§ INSTRUCTIONS FOR THE TASK
How many lines in the entries below contain the string "positive"? Case matters, and the reply should be only the number.
═══ EXERCISE INPUT
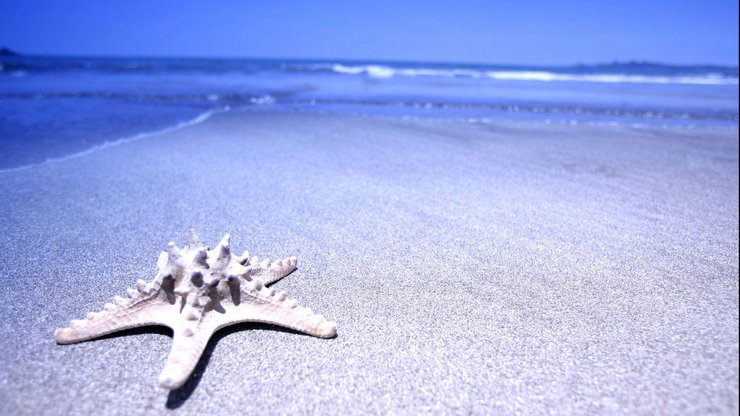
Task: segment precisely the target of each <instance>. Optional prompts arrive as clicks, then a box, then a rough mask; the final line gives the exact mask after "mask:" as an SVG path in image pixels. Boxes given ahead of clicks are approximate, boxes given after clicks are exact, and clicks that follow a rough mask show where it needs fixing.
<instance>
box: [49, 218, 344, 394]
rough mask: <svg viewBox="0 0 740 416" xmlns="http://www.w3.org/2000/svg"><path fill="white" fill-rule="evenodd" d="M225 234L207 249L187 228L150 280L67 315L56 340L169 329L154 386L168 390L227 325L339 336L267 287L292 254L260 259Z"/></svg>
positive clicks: (191, 365)
mask: <svg viewBox="0 0 740 416" xmlns="http://www.w3.org/2000/svg"><path fill="white" fill-rule="evenodd" d="M229 240H230V237H229V235H228V234H226V235H225V236H224V238H223V239H222V240H221V242H220V243H219V244H218V246H217V247H216V248H214V249H213V250H209V248H208V247H206V246H204V245H203V244H202V243H201V242H200V240H199V239H198V236H197V235H196V234H195V231H193V230H190V237H189V239H188V245H186V246H185V247H183V248H182V249H179V248H178V247H177V246H176V245H175V243H173V242H170V243H169V244H168V245H167V249H166V250H165V251H163V252H162V253H161V254H160V256H159V260H158V261H157V267H158V272H157V275H156V277H155V278H154V280H153V281H152V282H150V283H147V282H145V281H143V280H139V281H138V282H137V284H136V289H131V288H129V289H127V290H126V293H127V294H128V296H127V297H126V298H124V297H120V296H116V297H115V298H114V303H107V304H106V305H105V307H104V310H103V311H101V312H91V313H88V314H87V318H86V319H81V320H72V321H71V322H70V326H69V328H60V329H57V330H55V331H54V339H56V341H57V342H58V343H59V344H72V343H76V342H81V341H87V340H91V339H94V338H98V337H100V336H103V335H107V334H110V333H113V332H117V331H122V330H125V329H129V328H135V327H140V326H146V325H163V326H167V327H170V328H172V331H173V338H172V350H171V351H170V354H169V356H168V357H167V363H166V364H165V367H164V370H162V373H161V374H160V376H159V384H160V386H162V387H164V388H166V389H169V390H173V389H176V388H179V387H181V386H182V385H183V384H185V381H187V379H188V378H189V377H190V374H191V373H192V372H193V369H194V368H195V365H196V364H197V362H198V360H199V359H200V356H201V355H202V354H203V350H204V349H205V347H206V344H207V343H208V340H209V339H210V338H211V336H212V335H213V334H214V332H216V331H217V330H219V329H220V328H223V327H225V326H228V325H232V324H236V323H241V322H262V323H268V324H273V325H279V326H282V327H286V328H290V329H293V330H296V331H299V332H303V333H306V334H309V335H313V336H317V337H322V338H331V337H333V336H335V335H336V332H337V325H336V323H335V322H332V321H327V320H326V318H324V317H323V316H322V315H318V314H316V313H314V312H313V311H312V310H311V309H310V308H304V307H301V306H298V302H297V301H296V300H295V299H288V298H287V296H286V294H285V292H282V291H280V292H276V291H275V289H273V288H268V287H267V285H269V284H271V283H273V282H276V281H277V280H280V279H282V278H283V277H285V276H287V275H288V274H290V273H291V272H293V271H294V270H295V269H296V264H297V260H296V258H295V257H289V258H286V259H283V260H276V261H274V262H271V261H270V259H269V258H268V259H264V260H262V261H261V262H260V261H259V259H258V258H257V257H256V256H255V257H252V258H251V259H250V258H249V253H247V252H244V254H242V255H241V256H234V255H232V254H231V249H230V247H229V245H230V244H229Z"/></svg>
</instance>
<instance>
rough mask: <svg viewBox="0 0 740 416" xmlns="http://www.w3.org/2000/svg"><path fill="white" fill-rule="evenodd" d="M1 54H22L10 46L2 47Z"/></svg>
mask: <svg viewBox="0 0 740 416" xmlns="http://www.w3.org/2000/svg"><path fill="white" fill-rule="evenodd" d="M0 56H20V54H19V53H18V52H16V51H14V50H12V49H10V48H5V47H2V48H0Z"/></svg>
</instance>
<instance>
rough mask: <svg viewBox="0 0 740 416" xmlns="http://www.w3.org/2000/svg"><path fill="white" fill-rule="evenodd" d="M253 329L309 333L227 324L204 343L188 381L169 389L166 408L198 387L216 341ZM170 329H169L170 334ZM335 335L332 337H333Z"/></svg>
mask: <svg viewBox="0 0 740 416" xmlns="http://www.w3.org/2000/svg"><path fill="white" fill-rule="evenodd" d="M245 330H249V331H254V330H269V331H277V332H284V333H286V334H295V335H301V336H306V337H310V336H311V335H309V334H304V333H303V332H299V331H294V330H292V329H289V328H284V327H281V326H277V325H271V324H264V323H255V322H243V323H240V324H234V325H230V326H227V327H225V328H221V329H219V330H218V331H216V333H214V334H213V336H212V337H211V339H210V340H209V341H208V344H206V348H205V350H203V355H201V357H200V359H199V360H198V364H196V365H195V369H194V370H193V373H192V374H191V375H190V378H188V381H186V382H185V384H183V385H182V387H180V388H178V389H175V390H172V391H170V393H169V395H168V396H167V404H166V406H167V408H168V409H171V410H174V409H177V408H178V407H180V406H182V405H183V404H184V403H185V402H186V401H187V400H188V399H189V398H190V396H191V395H192V394H193V392H194V391H195V389H196V388H197V387H198V384H200V379H201V378H202V377H203V374H204V373H205V369H206V367H207V366H208V361H210V359H211V355H212V354H213V350H214V349H215V348H216V345H217V344H218V342H219V341H220V340H221V339H222V338H224V337H226V336H228V335H231V334H233V333H236V332H241V331H245ZM171 333H172V331H170V335H171ZM335 337H336V335H335V336H334V337H333V338H335Z"/></svg>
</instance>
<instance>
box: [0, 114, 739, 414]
mask: <svg viewBox="0 0 740 416" xmlns="http://www.w3.org/2000/svg"><path fill="white" fill-rule="evenodd" d="M0 196H1V197H2V198H1V199H0V210H1V214H2V215H0V230H2V236H0V253H2V254H0V260H1V261H0V273H2V276H3V278H2V279H3V280H2V291H3V292H2V302H0V316H1V317H2V321H0V351H2V355H1V356H0V414H3V415H11V414H13V415H15V414H50V415H55V414H168V413H173V414H196V413H198V414H213V415H219V414H254V413H258V412H259V413H290V414H293V413H296V414H300V413H305V414H367V413H380V414H388V413H393V414H403V413H445V414H450V413H465V414H467V413H472V414H492V413H500V414H514V413H524V414H543V413H551V414H609V413H631V414H692V413H693V414H708V413H720V414H736V412H737V409H738V208H737V207H738V132H737V130H714V131H712V130H688V129H683V130H677V129H674V130H671V129H657V128H656V129H651V128H631V127H615V126H602V127H599V126H582V125H578V126H570V125H545V124H524V123H522V124H510V125H507V124H493V125H490V124H468V123H462V122H453V121H441V120H438V121H413V120H392V119H383V118H369V117H354V116H339V115H329V114H323V115H322V114H308V113H289V112H275V113H269V112H261V113H249V112H231V113H224V114H218V115H215V116H213V117H212V118H211V119H210V120H208V121H206V122H205V123H202V124H199V125H195V126H191V127H187V128H183V129H180V130H177V131H173V132H169V133H166V134H162V135H158V136H153V137H148V138H145V139H142V140H137V141H133V142H129V143H125V144H122V145H118V146H113V147H109V148H106V149H102V150H100V151H96V152H92V153H89V154H87V155H84V156H81V157H77V158H73V159H69V160H66V161H60V162H52V163H47V164H44V165H41V166H36V167H32V168H28V169H23V170H17V171H11V172H2V173H0ZM191 227H192V228H195V229H196V230H197V231H198V233H199V234H200V236H201V238H202V239H203V240H205V241H207V242H209V243H211V244H215V243H216V242H218V240H219V239H220V237H221V236H222V235H223V233H225V232H229V233H231V235H232V246H233V247H234V249H235V250H237V251H241V250H244V249H248V250H249V251H250V253H253V254H257V255H260V256H264V255H268V256H272V257H275V256H288V255H296V256H298V258H299V268H298V270H297V271H296V272H294V273H293V274H292V275H290V276H289V277H288V278H286V279H284V280H283V281H280V282H278V283H276V284H275V286H274V287H276V288H279V289H281V290H284V291H286V292H287V293H288V294H289V295H291V296H293V297H296V298H298V299H299V301H300V302H301V303H302V304H304V305H307V306H310V307H311V308H313V309H314V310H315V311H317V312H319V313H322V314H324V315H326V316H327V317H328V318H331V319H334V320H336V321H337V322H338V336H337V337H336V338H334V339H329V340H326V339H317V338H312V337H309V336H305V335H301V334H297V333H294V332H290V331H282V330H278V329H276V328H275V327H270V326H265V325H251V324H244V325H239V326H235V327H231V328H227V329H225V330H222V331H221V332H219V333H218V334H217V336H216V337H215V338H214V339H212V340H211V342H210V343H209V346H208V347H207V350H206V353H205V355H204V358H203V359H202V361H201V363H200V364H199V366H198V367H197V368H196V372H195V374H194V376H193V377H192V378H191V380H190V381H189V382H188V383H187V384H186V385H185V387H183V388H182V389H180V390H178V391H175V392H172V393H168V392H167V391H166V390H162V389H161V388H159V387H158V386H157V376H158V374H159V372H160V371H161V369H162V367H163V366H164V362H165V358H166V356H167V353H168V352H169V348H170V345H171V339H170V335H169V331H168V330H165V329H158V328H146V329H142V330H136V331H129V332H126V333H124V334H123V335H121V336H110V337H107V338H104V339H100V340H96V341H91V342H86V343H82V344H76V345H66V346H60V345H56V343H55V342H54V340H53V338H52V332H53V330H54V329H55V328H57V327H63V326H66V325H67V324H68V321H69V320H70V319H77V318H82V317H84V316H85V314H86V313H87V312H88V311H95V310H100V309H101V308H102V306H103V304H104V303H105V302H108V301H109V300H110V299H111V298H112V297H113V296H114V295H117V294H119V295H122V294H123V293H124V290H125V288H126V287H130V286H132V285H133V284H134V282H135V281H136V279H139V278H143V279H145V280H151V278H153V277H154V272H155V262H156V258H157V256H158V254H159V252H160V251H161V250H162V249H163V248H164V247H165V245H166V243H167V242H168V241H170V240H173V241H175V242H177V243H178V244H180V245H182V244H184V243H185V240H186V232H187V230H188V229H189V228H191Z"/></svg>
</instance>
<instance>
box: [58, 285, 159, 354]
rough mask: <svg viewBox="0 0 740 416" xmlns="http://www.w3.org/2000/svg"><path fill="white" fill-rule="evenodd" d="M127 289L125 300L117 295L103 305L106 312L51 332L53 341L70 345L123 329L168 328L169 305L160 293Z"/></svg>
mask: <svg viewBox="0 0 740 416" xmlns="http://www.w3.org/2000/svg"><path fill="white" fill-rule="evenodd" d="M145 290H146V289H144V287H143V286H142V289H141V291H136V290H134V289H128V291H127V292H128V295H129V297H128V298H122V297H119V296H116V298H115V300H114V302H115V304H113V303H108V304H106V305H105V310H103V311H100V312H90V313H88V314H87V318H86V319H80V320H72V321H71V322H70V326H69V327H68V328H58V329H56V330H55V331H54V339H55V340H56V341H57V342H58V343H59V344H73V343H76V342H82V341H87V340H90V339H94V338H98V337H101V336H103V335H108V334H111V333H113V332H118V331H122V330H125V329H130V328H136V327H140V326H146V325H164V326H169V325H168V324H167V322H168V316H169V315H170V314H171V311H170V310H171V309H172V306H171V304H170V303H169V302H168V301H167V297H166V296H165V295H164V294H162V293H158V292H156V293H142V292H144V291H145Z"/></svg>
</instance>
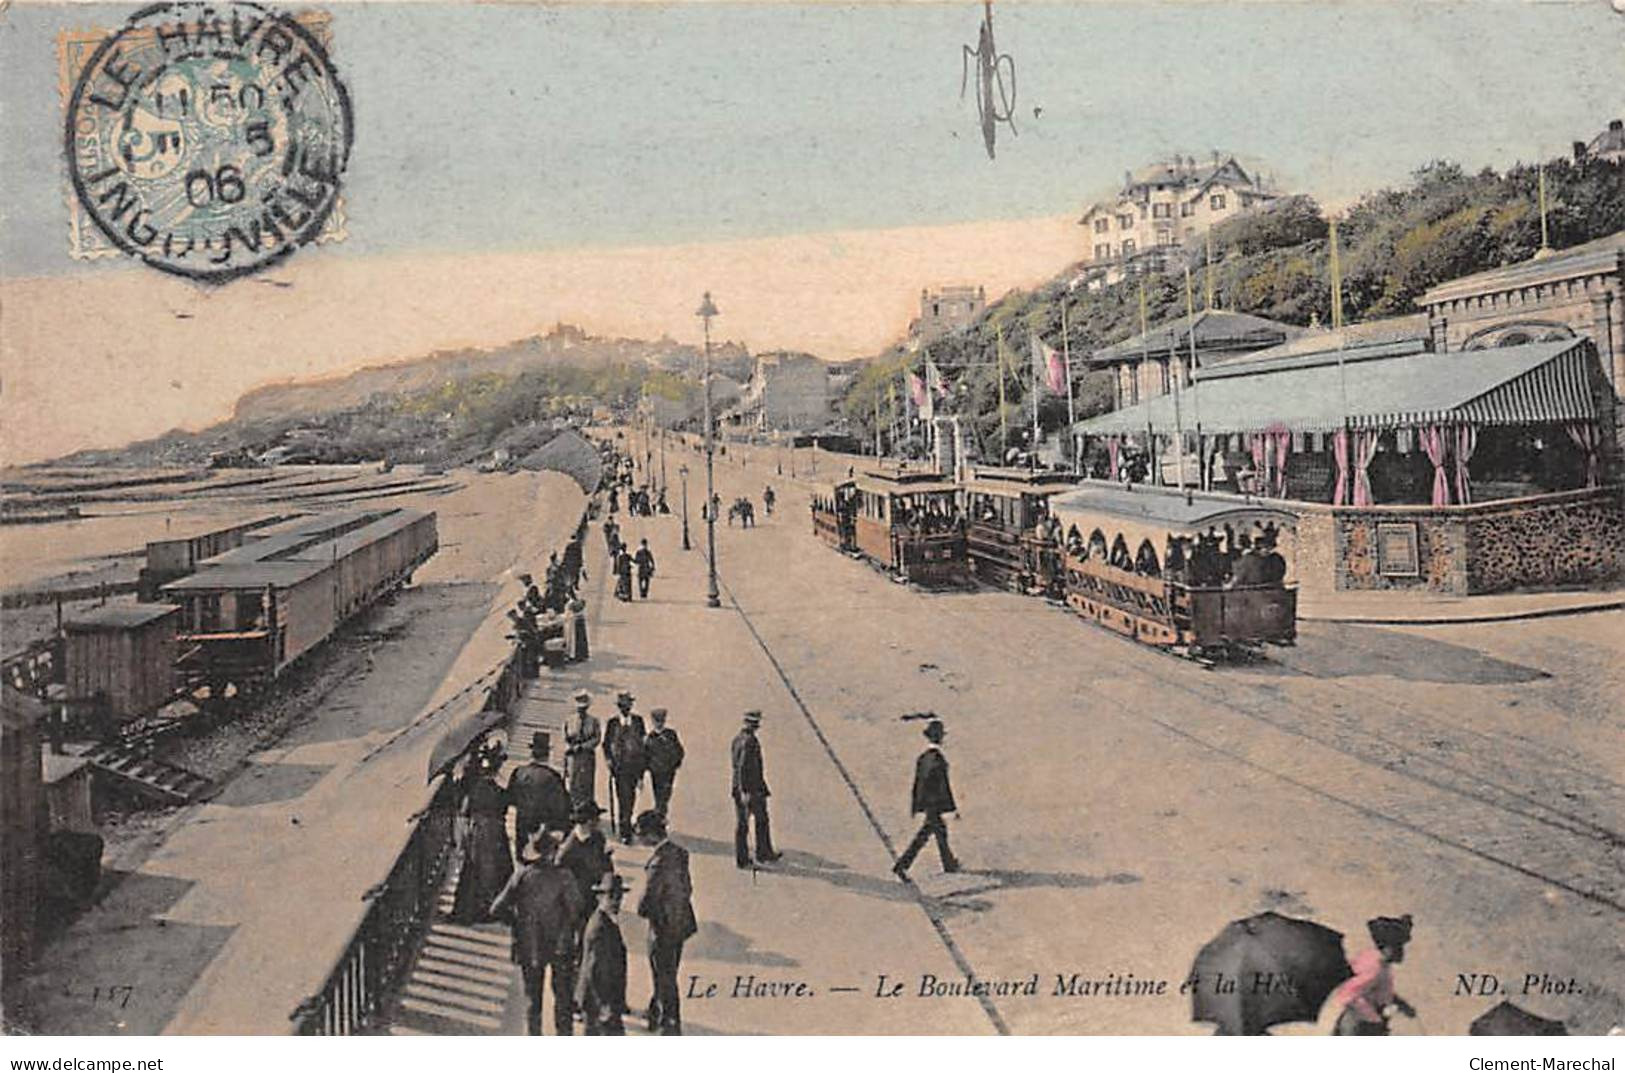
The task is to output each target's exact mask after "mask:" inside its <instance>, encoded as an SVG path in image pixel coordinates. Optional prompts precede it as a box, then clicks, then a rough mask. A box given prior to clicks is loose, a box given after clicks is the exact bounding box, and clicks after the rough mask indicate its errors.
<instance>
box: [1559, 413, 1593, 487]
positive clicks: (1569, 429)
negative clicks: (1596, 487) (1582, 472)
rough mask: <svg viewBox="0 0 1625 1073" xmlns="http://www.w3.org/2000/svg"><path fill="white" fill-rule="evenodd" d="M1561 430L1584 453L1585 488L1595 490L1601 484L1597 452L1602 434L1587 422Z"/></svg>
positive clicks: (1572, 424)
mask: <svg viewBox="0 0 1625 1073" xmlns="http://www.w3.org/2000/svg"><path fill="white" fill-rule="evenodd" d="M1563 428H1565V429H1566V431H1568V439H1571V441H1575V445H1576V447H1579V449H1581V450H1583V452H1586V488H1596V486H1597V484H1601V483H1602V471H1601V470H1602V467H1601V465H1599V462H1601V460H1599V458H1597V452H1599V449H1601V447H1602V432H1601V431H1599V429H1597V426H1596V424H1592V423H1589V421H1576V423H1573V424H1566V426H1563Z"/></svg>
══════
§ ANSWER BOX
3